3 Kondisi Psikologis yang Memengaruhi Kulit Menurut Studi Psikodermatologi
Ilustrasi kondisi psikologis yang memengaruhi kulit (Freepik/cookie_studio)

Bagikan:

JAKARTA – Merawat kulit ternyata tidak hanya rutin membersihkan dan memakai produk yang pas dengan karakter setiap kulit. Faktanya, antara kondisi psikologis dan kulit berkaitan. Studi yang meneliti kaitan kedua hal tersebut adalah psikodermatologi.

Dilansir Psychology Today, studi psikodermatologi merupakan bidang yang mencakup hubungan kulit dan otak. Manakah yang jadi penyebab utama, kondisi mental atau psikologis atau kulit?

* _Data yang Diberikan_
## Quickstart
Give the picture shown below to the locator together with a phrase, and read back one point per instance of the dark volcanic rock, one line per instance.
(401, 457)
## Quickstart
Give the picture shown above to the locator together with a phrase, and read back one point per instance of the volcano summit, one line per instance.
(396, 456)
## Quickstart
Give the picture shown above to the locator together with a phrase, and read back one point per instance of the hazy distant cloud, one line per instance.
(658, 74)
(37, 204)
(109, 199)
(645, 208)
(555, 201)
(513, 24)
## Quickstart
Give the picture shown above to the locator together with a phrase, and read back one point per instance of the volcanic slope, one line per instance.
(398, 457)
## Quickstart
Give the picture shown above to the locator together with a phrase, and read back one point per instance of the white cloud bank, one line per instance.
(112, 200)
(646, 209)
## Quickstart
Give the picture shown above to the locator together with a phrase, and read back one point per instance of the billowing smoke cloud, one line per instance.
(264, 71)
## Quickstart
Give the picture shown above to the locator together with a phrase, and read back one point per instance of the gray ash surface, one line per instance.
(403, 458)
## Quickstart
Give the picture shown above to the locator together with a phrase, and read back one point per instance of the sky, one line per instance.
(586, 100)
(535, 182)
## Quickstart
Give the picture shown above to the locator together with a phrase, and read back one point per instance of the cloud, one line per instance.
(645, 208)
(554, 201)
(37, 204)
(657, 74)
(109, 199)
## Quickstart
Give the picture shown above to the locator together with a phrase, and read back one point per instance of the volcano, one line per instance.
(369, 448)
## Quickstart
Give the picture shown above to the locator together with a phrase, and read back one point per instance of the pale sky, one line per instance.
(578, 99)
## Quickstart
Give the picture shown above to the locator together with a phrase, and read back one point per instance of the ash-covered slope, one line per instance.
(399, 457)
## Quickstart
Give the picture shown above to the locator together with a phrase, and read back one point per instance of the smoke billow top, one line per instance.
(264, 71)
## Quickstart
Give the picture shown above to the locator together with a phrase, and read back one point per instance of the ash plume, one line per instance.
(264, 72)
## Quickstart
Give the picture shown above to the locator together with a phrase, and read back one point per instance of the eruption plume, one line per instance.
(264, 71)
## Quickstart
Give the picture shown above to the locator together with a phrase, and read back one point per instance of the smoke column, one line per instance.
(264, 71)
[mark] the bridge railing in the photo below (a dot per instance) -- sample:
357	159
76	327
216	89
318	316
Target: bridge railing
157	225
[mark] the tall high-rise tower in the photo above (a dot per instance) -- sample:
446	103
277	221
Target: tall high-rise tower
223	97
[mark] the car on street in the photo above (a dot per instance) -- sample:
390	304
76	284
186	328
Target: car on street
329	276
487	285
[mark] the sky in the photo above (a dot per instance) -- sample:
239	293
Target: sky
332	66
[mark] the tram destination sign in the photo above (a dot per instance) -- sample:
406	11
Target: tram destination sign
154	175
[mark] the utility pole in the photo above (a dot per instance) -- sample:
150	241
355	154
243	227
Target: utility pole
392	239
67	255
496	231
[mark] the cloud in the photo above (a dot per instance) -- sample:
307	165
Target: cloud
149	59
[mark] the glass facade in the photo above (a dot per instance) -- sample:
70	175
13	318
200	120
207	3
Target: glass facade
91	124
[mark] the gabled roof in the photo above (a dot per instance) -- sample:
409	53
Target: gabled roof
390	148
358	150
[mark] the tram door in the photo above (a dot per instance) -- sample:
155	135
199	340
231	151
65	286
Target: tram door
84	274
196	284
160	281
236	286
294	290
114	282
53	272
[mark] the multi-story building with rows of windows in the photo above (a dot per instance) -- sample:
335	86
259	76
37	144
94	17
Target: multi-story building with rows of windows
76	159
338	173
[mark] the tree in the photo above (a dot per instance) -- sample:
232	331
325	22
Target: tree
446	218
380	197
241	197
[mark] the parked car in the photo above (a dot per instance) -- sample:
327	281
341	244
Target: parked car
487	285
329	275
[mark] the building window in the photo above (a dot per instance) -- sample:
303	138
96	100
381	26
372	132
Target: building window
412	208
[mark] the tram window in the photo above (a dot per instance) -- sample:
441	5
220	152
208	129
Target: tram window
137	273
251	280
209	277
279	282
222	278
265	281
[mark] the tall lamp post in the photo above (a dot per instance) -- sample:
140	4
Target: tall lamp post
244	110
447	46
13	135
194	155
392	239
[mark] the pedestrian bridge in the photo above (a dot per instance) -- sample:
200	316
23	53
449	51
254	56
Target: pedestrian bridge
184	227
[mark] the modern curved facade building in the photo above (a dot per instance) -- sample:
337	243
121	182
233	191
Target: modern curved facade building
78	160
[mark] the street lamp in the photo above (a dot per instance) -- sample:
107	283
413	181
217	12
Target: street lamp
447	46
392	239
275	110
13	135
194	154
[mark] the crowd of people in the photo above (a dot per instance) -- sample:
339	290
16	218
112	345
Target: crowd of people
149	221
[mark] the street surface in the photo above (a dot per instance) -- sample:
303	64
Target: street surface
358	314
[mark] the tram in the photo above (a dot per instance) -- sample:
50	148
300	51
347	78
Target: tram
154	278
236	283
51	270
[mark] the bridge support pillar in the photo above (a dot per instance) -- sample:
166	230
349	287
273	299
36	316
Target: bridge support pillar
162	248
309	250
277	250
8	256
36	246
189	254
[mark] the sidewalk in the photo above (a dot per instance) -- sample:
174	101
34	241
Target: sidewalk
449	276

* _Rincian Tugas_
Salin dengan tepat bagian teks tentang psikodermatologi mulai dari "JAKARTA – Merawat" sampai dengan "psikologis atau kulit?".

* _Penyelesaian Tugas_
JAKARTA – Merawat kulit ternyata tidak hanya rutin membersihkan dan memakai produk yang pas dengan karakter setiap kulit. Faktanya, antara kondisi psikologis dan kulit berkaitan. Studi yang meneliti kaitan kedua hal tersebut adalah psikodermatologi.

Dilansir Psychology Today, studi psikodermatologi merupakan bidang yang mencakup hubungan kulit dan otak. Manakah yang jadi penyebab utama, kondisi mental atau psikologis atau kulit?